***** Input data
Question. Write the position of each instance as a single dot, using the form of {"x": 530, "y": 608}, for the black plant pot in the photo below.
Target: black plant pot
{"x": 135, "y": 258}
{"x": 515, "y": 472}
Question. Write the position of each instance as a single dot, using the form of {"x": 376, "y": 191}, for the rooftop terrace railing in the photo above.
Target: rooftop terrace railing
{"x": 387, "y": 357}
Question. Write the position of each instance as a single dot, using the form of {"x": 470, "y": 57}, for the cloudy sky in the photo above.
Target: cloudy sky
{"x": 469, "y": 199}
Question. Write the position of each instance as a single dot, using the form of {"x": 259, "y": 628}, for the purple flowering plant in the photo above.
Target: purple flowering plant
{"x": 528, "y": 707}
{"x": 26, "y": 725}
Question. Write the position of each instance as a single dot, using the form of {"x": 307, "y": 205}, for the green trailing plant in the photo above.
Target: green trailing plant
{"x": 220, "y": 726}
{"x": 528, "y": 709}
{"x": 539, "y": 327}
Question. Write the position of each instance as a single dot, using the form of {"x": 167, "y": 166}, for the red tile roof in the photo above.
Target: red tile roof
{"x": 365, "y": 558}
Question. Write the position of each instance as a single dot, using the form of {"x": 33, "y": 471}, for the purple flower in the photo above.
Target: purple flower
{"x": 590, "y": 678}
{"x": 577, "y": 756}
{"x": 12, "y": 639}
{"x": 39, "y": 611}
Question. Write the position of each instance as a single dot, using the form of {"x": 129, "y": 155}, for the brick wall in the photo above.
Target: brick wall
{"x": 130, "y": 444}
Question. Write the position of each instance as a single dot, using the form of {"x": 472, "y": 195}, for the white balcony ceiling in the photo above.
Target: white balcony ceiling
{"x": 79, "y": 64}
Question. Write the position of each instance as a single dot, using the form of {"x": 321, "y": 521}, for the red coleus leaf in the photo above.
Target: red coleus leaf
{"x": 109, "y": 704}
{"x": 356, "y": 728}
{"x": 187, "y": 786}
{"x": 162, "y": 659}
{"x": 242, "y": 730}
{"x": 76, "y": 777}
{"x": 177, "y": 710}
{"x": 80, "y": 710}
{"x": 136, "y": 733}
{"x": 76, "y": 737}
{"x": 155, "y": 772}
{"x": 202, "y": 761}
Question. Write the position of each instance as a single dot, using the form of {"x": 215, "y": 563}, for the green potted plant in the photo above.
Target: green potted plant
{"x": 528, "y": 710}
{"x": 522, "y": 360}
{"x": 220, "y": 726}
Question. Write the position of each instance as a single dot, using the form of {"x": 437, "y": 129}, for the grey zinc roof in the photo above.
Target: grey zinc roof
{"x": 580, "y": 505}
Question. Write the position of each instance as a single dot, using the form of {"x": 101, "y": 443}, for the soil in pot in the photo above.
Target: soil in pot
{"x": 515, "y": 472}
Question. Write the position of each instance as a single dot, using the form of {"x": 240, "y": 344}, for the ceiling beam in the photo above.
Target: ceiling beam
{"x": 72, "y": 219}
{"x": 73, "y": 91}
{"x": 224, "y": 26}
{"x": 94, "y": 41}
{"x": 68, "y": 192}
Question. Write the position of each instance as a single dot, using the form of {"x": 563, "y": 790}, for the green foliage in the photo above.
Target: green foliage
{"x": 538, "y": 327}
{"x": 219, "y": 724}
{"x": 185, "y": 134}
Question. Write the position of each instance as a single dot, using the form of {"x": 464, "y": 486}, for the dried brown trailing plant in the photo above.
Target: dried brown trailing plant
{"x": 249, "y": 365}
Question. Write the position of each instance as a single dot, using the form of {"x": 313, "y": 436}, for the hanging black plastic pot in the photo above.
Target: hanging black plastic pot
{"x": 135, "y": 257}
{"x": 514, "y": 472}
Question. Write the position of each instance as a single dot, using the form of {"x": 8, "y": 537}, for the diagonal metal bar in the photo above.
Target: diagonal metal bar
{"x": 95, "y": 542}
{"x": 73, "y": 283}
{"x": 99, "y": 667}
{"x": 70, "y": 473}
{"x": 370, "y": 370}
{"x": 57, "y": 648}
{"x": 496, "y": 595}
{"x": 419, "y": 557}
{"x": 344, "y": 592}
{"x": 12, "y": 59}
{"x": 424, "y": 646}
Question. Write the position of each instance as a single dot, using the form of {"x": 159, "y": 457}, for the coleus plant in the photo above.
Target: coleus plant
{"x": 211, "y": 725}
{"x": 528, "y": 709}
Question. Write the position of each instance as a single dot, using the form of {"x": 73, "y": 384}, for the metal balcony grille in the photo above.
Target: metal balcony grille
**********
Output each line exactly, from the first line of the data down to the line that contains "railing in the photo above.", both included.

- [Reply]
Question. Write the position of each instance as a single dot, using the form of {"x": 530, "y": 608}, for the black plant pot in the photo below.
Target: black plant pot
{"x": 135, "y": 258}
{"x": 515, "y": 472}
Question. Write the position of each instance as a single dot, using the form of {"x": 376, "y": 191}, for the rooftop terrace railing in the photo above.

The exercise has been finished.